(Dataset entries)

+++

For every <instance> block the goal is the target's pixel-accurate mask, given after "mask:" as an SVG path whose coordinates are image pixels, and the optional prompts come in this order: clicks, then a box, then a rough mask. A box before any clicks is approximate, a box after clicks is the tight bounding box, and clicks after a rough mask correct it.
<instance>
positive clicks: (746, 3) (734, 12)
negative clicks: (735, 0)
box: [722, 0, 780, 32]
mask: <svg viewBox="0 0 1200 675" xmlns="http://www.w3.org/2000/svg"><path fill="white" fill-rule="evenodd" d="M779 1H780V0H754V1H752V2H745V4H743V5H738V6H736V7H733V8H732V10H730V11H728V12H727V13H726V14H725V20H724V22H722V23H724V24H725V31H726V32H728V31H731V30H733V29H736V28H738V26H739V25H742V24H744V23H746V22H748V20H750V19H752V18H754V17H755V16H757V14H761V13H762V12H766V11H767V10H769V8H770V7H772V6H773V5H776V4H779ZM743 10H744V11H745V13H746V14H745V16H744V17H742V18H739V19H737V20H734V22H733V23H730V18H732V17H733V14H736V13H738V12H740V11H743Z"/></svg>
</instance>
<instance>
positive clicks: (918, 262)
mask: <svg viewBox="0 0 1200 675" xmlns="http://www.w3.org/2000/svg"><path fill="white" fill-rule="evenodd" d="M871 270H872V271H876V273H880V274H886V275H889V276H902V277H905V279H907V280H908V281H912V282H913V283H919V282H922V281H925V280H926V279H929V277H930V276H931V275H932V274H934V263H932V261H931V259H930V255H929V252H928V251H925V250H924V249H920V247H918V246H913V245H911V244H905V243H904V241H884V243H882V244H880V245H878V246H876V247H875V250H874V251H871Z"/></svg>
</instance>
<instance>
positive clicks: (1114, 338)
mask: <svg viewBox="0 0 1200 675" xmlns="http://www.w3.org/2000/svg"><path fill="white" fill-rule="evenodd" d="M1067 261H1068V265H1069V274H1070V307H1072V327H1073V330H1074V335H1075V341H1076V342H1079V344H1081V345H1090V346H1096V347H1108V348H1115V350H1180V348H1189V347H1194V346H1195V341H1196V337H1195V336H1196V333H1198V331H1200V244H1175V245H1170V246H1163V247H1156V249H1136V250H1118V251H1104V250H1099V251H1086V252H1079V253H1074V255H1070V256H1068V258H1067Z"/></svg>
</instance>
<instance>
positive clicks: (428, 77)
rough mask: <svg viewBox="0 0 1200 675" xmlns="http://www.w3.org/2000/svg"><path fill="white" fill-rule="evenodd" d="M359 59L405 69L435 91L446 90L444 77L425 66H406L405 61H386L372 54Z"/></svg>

+++

_Task item_
In the answer, return exactly the lines from the line containing "box: [722, 0, 780, 32]" to the end of the records above, and no others.

_Result_
box: [722, 0, 780, 32]
mask: <svg viewBox="0 0 1200 675" xmlns="http://www.w3.org/2000/svg"><path fill="white" fill-rule="evenodd" d="M779 1H780V0H754V1H752V2H745V4H743V5H738V6H736V7H733V8H732V10H730V11H728V12H727V13H726V14H725V20H724V22H722V23H724V24H725V31H726V32H728V31H731V30H733V29H736V28H738V26H739V25H742V24H744V23H746V22H748V20H750V19H752V18H754V17H755V16H757V14H761V13H762V12H766V11H767V10H769V8H770V7H772V6H773V5H776V4H779ZM743 10H744V11H745V13H746V14H745V16H744V17H742V18H739V19H737V20H734V22H733V23H730V18H732V17H733V14H736V13H738V12H740V11H743Z"/></svg>
</instance>
<instance>
positive clicks: (918, 262)
mask: <svg viewBox="0 0 1200 675" xmlns="http://www.w3.org/2000/svg"><path fill="white" fill-rule="evenodd" d="M871 270H872V271H876V273H880V274H886V275H889V276H902V277H905V279H907V280H908V281H912V282H913V283H919V282H922V281H925V280H926V279H929V277H930V276H931V275H932V274H934V263H932V261H931V259H930V255H929V252H928V251H925V250H924V249H920V247H918V246H913V245H911V244H905V243H904V241H884V243H882V244H880V245H878V246H876V247H875V250H874V251H871Z"/></svg>
</instance>
<instance>
positive clicks: (1114, 338)
mask: <svg viewBox="0 0 1200 675" xmlns="http://www.w3.org/2000/svg"><path fill="white" fill-rule="evenodd" d="M1067 261H1068V265H1069V274H1070V307H1072V327H1073V330H1074V335H1075V341H1076V342H1079V344H1081V345H1090V346H1096V347H1108V348H1115V350H1180V348H1189V347H1194V346H1195V341H1196V337H1195V336H1196V333H1198V331H1200V244H1175V245H1170V246H1163V247H1156V249H1136V250H1118V251H1104V250H1099V251H1086V252H1079V253H1074V255H1070V256H1068V258H1067Z"/></svg>
</instance>
<instance>
positive clicks: (428, 77)
rough mask: <svg viewBox="0 0 1200 675" xmlns="http://www.w3.org/2000/svg"><path fill="white" fill-rule="evenodd" d="M359 59L405 69L435 91L446 90L444 77L425 66H406L405 61H386L372 54Z"/></svg>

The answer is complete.